*WHAT IS NEEDED*.
Each line below should be quoted exactly, please.

--------------------------------

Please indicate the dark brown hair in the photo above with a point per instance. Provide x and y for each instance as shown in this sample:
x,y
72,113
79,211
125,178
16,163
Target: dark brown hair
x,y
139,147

--------------------------------

*EXERCISE OUTPUT*.
Please indicate the dark brown hair in the photo above with a point per instance. Provide x and y for each instance as shown in this sample:
x,y
72,113
79,211
125,178
16,163
Target: dark brown hair
x,y
139,147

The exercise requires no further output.